____ Text to read

Python Typing: Enhancing Code Clarity and Reliability

Published in

Data And Beyond

8 min readDec 23, 2023

Python’s dynamism has long been both its strength and a potential pitfall, especially in larger codebases. With the introduction of type annotations in Python 3.5 and the typing module, developers gained a powerful tool to enhance code clarity and reliability without sacrificing Python's flexibility.

What are Type Annotations?

Type annotations in Python allow developers to hint at the expected types of variables, function arguments, and return values within their code. This practice enhances code readability and makes it easier to understand the intended use of different components.

This is especially useful when breaking yourself into packages or modules with chains of function calls and there are many arguments / variables.

# Annotation to a variable with a value.
length: int = 4

# Annotation to a variable without assigning a value is also acceptable.

________

### Things to do
[A] In the Python typing article, condense the paragraph that begins "Type annotations in Python allow developers" into a short bulleted list that keeps its main facts.
[B] Continue the Python typing article from its last line.

____ Supplied material

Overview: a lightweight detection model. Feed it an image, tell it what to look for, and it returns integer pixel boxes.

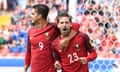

________

### Solved problems
[A]
- Type annotations let developers hint at the expected types of variables, function arguments, and return values.
- They make code easier to read.
- They make the intended use of different components easier to understand.

[B]
length1 : float

# Function without Type Annotations
def add_numbers(a, b):
    return a + b

result = add_numbers(5, 10)
print(result)

# Function with Type Annotations
def add_numbers(a: int, b: int) -> int:
    return a + b

result = add_numbers(5, 10)
print(result)

Seems pretty simple and unnecessary when the code is simple. However, when the code gets more complex, it is indeed useful in better understanding the code. Code snippet below is mainly to illustrate the types and complexity only.

from typing import Tuple

def process_data(spark_df: 'pyspark.sql.DataFrame',
                 pandas_df: 'pd.DataFrame',
                 col_name: str = 'generic',
                 threshold: float = 1.0,
                 option: dict,
                 num_iterations: int = 2,
                 verbose: bool = True) -> Tuple[str, bool, 'pyspark.sql.DataFrame']:
    """
    Process data using PySpark DataFrame and Pandas DataFrame.
    Args:
    - spark_df: A PySpark DataFrame.
    - pandas_df: A Pandas DataFrame.
    - col_name: Name of the column to perform operations on.
    - threshold: Threshold value for data processing.
    - option: Additional options for data processing.
    - num_iterations: Number of iterations for the process.
    - verbose: Verbosity flag for logging.
    Returns:
    - A tuple containing:
        - A string message indicating processing completion.
        - A boolean flag indicating success.
        - Resultant PySpark DataFrame.
    """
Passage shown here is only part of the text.